** BEGIN Selected text **

I.     QUESTION – 62 (& WILLS)
      A. Whether a valid trust was established – deed was “to A in trust for N” & N agreed in writing to pay rent
         1. Must have clear intention to create a trust – here an intent was to create a landlord/tenant relationship rather than to
             settle a trust
II.    QUESTION – 71 (& WILLS)
      A. Whether creditors or a creator of a trust (income for creator) can reach the trust to satisfy claims against the creator
         1. Creditor can reach the entire income from the trust, the interest which creator has retained, but cannot reach the
             principal UNLESS – disposition in trust for the use of the creator is void as against existing or subsequent
             creditors of the creator
         2. If trust had been revocable by the creator – creditor could have reached the principal
         3. Spendthrift trust applies only when the beneficiary and the creator are not the same person
      B. Whether trust was properly revoked
         1. If silent – then irrevocable
         2. But upon written consent of all beneficiaries, creator of trust may revoke
         3. Heirs, next of kin, or distributees are NOT beneficially interested
III. QUESTION – 39
     A. Trust may be created during the settlor’s lifetime (inter vivos) or by will (testamentary will) – if settlor clearly intended to
        establish a will but failed to name a trustee, trust will not fail because court will appoint a trustee
     B. Irrevocable inter vivos trust survives death
     C. Power of Appointment – an authority created in or reserved by a person enabling that person to designate, within the
        limits prescribed by the creator of the power, the person(s) who shall take the property and the manner in which they shall
        take
        1. Testamentary POA – when it is exercisable only by a will
        2. Special POA – exercisable only in favor of a specified class NOT including the testator, his estate
     D. Future interests may be devised, alienated, or passed by descent in the same manner as estates in possession
     E. Spendthrift protection – income (NOT principal) interests are prohibited from being transferred
     F. Perpetuities problem – all interest must vest within lives in being plus 21 years;
        1. If have unascertainable beneficiaries – then perpetuities analysis is required
IV. QUESTION – 68 (& WILLS)
    A. Trust created by another is NOT a testamentary substitute unless the trust gives the decedent a presently exercisable
       general power of appointment
    B. General Power of Appointment – it could be exercised in favor of anyone
    C. RAP –
       1. No interest in property is good unless it must vest within 21 years after some life in being at the creation of interest;
       2. In case of POA, the vesting period starts to run when the POA is created rather than exercised
V.     QUESTION – 22 (& FUTURE INTEREST)

** END Selected text **

### [Exercises to complete]
(1) Condense the entry in the trusts outline that begins "Whether creditors or a creator of a trust" into a brief list that keeps its main points.
(2) Under the trusts outline, when does the vesting period begin to run for a power of appointment?
The items have no role in what is asked here.

** BEGIN Material shown **

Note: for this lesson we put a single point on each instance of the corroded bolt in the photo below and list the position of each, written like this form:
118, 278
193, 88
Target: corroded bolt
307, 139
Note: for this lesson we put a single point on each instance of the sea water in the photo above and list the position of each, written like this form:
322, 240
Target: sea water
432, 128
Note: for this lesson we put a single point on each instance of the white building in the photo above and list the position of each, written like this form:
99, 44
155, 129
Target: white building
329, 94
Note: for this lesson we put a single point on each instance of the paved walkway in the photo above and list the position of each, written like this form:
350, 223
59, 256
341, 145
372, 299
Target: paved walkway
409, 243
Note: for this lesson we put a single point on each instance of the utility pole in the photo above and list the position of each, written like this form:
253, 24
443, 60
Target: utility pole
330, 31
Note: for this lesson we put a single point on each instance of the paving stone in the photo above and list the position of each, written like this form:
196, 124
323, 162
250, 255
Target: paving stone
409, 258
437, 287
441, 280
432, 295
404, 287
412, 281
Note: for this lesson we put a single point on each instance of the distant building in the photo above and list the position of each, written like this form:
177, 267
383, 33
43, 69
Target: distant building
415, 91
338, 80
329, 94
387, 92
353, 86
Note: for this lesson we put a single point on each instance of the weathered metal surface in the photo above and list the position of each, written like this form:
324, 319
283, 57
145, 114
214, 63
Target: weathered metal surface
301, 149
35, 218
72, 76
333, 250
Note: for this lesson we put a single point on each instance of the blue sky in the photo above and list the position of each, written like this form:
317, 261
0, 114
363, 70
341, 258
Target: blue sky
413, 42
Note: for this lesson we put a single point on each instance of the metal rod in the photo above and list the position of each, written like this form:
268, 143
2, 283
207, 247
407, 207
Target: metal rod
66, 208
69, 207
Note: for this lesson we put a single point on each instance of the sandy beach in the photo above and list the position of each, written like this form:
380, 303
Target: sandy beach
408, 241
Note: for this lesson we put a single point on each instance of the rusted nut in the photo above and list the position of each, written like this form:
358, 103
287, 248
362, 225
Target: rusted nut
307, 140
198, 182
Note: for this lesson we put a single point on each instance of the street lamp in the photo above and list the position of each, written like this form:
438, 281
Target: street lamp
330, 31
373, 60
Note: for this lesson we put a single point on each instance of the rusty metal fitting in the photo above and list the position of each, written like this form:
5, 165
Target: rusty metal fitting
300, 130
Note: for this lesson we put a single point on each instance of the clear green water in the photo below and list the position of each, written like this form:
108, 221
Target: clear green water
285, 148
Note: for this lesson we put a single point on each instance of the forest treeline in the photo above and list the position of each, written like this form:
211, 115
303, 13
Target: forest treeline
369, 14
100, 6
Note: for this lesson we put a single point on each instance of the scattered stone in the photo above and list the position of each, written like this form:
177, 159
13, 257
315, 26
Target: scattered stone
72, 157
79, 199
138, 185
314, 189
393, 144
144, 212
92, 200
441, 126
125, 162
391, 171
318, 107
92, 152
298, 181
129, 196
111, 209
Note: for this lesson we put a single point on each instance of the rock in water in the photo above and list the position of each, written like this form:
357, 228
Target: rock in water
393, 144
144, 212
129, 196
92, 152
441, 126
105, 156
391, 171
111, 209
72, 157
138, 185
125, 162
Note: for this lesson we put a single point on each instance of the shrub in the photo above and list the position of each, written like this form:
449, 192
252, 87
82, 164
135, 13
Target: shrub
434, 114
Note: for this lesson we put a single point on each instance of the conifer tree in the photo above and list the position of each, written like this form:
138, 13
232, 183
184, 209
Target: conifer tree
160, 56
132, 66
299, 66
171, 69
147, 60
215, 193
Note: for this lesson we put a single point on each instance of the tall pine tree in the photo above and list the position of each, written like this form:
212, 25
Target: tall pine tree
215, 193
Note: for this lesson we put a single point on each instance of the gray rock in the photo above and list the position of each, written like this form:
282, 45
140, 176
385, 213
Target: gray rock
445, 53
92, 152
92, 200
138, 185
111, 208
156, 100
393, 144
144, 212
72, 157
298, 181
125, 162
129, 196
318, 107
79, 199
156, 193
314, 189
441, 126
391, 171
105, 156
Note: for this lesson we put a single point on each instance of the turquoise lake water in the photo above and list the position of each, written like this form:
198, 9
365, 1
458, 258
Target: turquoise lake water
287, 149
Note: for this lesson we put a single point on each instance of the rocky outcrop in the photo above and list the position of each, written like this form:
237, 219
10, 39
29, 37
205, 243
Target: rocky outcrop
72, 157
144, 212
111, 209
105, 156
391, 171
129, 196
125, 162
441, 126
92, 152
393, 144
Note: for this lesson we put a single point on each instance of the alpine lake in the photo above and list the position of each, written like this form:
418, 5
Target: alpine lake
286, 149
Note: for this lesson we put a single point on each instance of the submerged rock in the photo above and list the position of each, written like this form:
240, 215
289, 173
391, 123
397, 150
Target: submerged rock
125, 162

** END Material shown **

### [Full solutions]
(1)
- Creditors of a trust's creator can reach all the trust income the creator kept, but not the principal, unless the trust for the creator's own use is void against existing or later creditors.
- If the creator could have revoked the trust, creditors could have reached the principal.
- A spendthrift trust applies only when the beneficiary and the creator are different people.

(2) It begins when the power of appointment is created rather than when it is exercised.